● WHAT THE EXERCISE ASKS
The whole listing below should be retyped exactly, without any images.

● EXTRACTED RECORDS
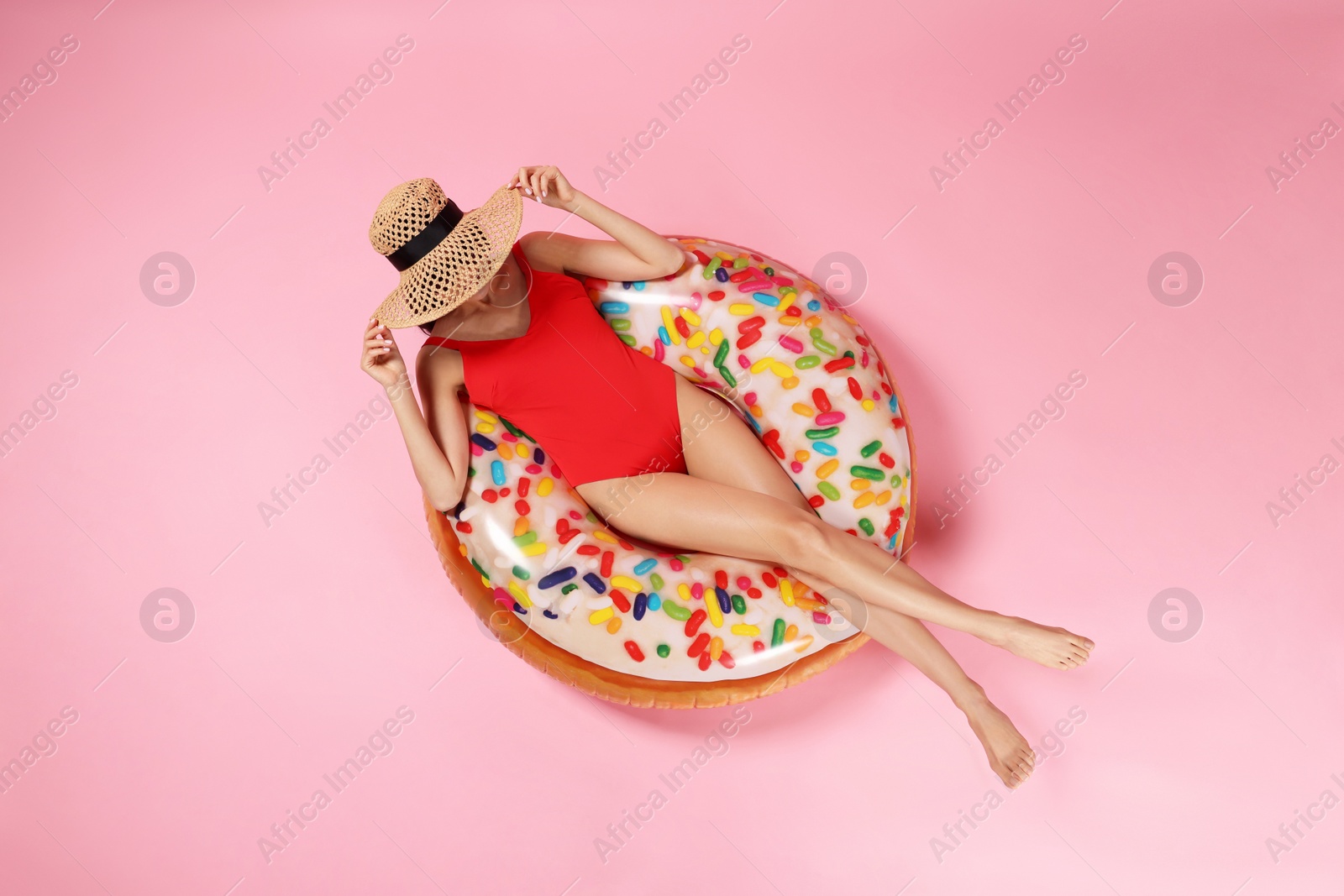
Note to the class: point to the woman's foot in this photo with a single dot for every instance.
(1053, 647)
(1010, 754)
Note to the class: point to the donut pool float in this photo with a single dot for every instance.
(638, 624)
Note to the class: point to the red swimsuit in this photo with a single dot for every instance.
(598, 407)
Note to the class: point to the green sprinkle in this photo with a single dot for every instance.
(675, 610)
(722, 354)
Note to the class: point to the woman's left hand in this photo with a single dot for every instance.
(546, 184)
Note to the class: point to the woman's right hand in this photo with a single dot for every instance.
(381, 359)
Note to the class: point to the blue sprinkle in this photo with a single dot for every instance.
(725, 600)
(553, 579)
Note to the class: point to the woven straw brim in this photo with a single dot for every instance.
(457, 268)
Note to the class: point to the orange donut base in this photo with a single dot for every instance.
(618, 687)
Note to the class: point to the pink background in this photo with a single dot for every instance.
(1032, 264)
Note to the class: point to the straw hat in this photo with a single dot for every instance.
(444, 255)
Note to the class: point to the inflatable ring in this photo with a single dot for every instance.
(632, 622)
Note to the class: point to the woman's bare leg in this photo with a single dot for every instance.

● SOLUTION TO THIS EXERCISE
Note to the class: point to the woman's foot in this photo with a single dot for every instance.
(1053, 647)
(1010, 754)
Note to the class: point to the donut pool float in this photo with a single dot for every instance.
(638, 624)
Note to the class: point to the red swimsuit in this photo with a single dot for every instance.
(598, 407)
Note to the class: point to the green sprinkle in this photo with a single dot for every instance.
(675, 610)
(722, 354)
Note to the class: point to the woman's left hand in this photo with a single dot for every instance.
(546, 184)
Note to the class: point to the woman's right hand in this photo with a single dot for every instance.
(381, 359)
Note to the class: point to the blue sprinkle in this photo with a single dot for every instance.
(725, 600)
(553, 579)
Note to the class: point to the woven straw brim in this photo with a single dot for every instance.
(457, 268)
Note to the class: point to the orange donut base in this photo with a single dot for every instance.
(618, 687)
Note to the class: point to the pink background in this photo with a single dot for every instance.
(1032, 264)
Note to the class: point to the straw hat in this photo with a single dot for every instance.
(444, 255)
Note to the class: point to the inflatable ring in this photo with a single dot for every instance.
(632, 622)
Note to the class: point to the woman's bare leg in this photo with a single dot for every instance.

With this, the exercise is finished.